Excerpted records section start

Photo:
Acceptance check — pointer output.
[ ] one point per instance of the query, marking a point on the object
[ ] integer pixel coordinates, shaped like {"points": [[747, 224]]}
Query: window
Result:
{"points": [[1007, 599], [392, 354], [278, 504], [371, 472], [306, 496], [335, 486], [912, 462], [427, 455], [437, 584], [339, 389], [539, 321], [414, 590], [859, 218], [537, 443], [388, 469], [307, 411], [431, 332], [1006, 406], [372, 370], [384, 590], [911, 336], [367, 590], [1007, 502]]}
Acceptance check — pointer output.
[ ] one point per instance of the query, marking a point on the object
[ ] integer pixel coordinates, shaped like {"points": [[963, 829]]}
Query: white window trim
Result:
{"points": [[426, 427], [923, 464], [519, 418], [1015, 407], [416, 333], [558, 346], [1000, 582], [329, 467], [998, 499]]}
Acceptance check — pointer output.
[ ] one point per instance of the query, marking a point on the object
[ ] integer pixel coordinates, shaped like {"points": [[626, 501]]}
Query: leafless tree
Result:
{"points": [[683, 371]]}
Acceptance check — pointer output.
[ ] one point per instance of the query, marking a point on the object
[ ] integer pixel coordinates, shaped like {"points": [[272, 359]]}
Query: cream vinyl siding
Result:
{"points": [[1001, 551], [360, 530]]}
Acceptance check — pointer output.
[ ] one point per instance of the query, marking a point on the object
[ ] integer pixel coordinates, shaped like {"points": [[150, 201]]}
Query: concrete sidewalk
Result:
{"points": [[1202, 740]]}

Excerpted records section end

• **What to work on**
Retype the listing in full, keeping every word as it appears.

• **Output of the task**
Photo:
Acceptance check — pointer output.
[ ] one point per instance of the query, marking a point on the object
[ ] integer pixel coordinates, shaped like {"points": [[747, 224]]}
Query: window
Result:
{"points": [[1007, 599], [392, 354], [278, 504], [371, 472], [306, 496], [335, 486], [912, 462], [427, 455], [437, 584], [339, 389], [539, 321], [414, 590], [859, 218], [537, 443], [388, 469], [307, 411], [431, 332], [1006, 406], [372, 370], [384, 590], [911, 336], [367, 590], [1007, 502]]}
Acceptance check — pointer output.
[ ] one point per instance of the query, marking a point on the object
[ ] integer pixel coordinates, shaped like {"points": [[963, 829]]}
Query: white window trim
Result:
{"points": [[426, 427], [923, 464], [519, 418], [1015, 407], [416, 333], [558, 346], [1000, 582], [329, 467], [998, 499]]}
Acceptance check — pointer output.
[ ] one point per instance of the query, marking a point on the object
[ ] integer pixel coordinates, shaped like {"points": [[626, 501]]}
Query: leafless tree
Result:
{"points": [[683, 371]]}
Acceptance check — pointer output.
[ ] one point per instance of the query, marking a point on the object
[ ] integer pixel coordinates, shaped like {"points": [[272, 359]]}
Query: cream vinyl siding
Result:
{"points": [[1001, 551], [360, 530]]}
Acceptance check — pointer output.
[ ] one point per instance of the query, marking a point on the object
[ ] integer pixel coordinates, shaped like {"points": [[150, 201]]}
Query: concrete sidewalk
Result:
{"points": [[1202, 740]]}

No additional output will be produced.